What is expected: Report each line from the data below that holds the word "woman".

(Stored data)
■ ■ ■ ■ ■ ■ ■
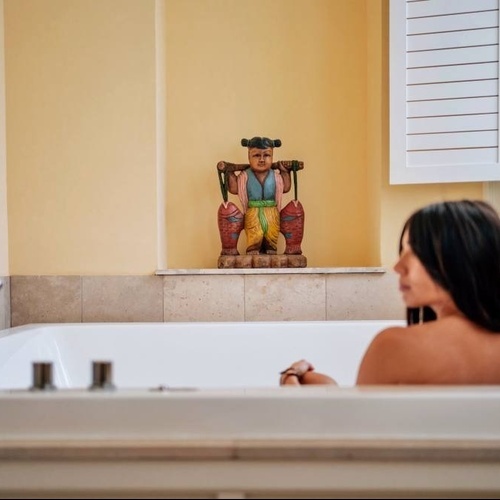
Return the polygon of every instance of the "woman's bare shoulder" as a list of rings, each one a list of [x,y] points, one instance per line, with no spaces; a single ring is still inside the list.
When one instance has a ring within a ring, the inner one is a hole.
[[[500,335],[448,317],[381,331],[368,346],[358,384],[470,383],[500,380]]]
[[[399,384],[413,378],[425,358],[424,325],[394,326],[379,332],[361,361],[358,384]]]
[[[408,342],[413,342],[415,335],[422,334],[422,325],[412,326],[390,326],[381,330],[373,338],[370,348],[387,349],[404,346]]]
■ ■ ■ ■ ■ ■ ■
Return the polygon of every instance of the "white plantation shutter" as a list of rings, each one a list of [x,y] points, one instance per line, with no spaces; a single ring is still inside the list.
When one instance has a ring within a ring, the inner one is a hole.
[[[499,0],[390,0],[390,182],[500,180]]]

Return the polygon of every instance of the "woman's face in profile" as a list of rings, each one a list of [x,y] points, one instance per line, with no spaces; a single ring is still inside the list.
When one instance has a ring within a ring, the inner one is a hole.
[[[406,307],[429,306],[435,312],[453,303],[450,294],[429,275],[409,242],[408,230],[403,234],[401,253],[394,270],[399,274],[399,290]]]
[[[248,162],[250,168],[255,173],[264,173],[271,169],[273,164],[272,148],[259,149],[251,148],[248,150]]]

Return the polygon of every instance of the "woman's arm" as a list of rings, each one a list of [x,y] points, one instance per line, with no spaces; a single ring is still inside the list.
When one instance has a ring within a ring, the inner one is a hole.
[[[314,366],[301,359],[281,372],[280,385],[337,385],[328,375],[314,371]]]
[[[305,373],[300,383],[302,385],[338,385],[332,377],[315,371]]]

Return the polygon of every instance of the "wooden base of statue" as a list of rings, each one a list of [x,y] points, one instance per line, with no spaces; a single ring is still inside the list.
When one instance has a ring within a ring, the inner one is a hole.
■ ■ ■ ■ ■ ■ ■
Result of the task:
Return the polygon of every instance of the "woman's bare shoulder" as a list of rings, each one a list of [x,y] points, one instance per line, with no spaces; a single ring is still inside the list.
Return the polygon of every instance of the "woman's face in profile" as a list of rings, each one a list of [x,y] points, one instance per line, with no spaces; a single ring is still inside the list.
Return the polygon of every instance of the "woman's arm" as a list of rings, each one a list of [x,y] points, one instance per line, with no spaces; a single ring is still inside the list.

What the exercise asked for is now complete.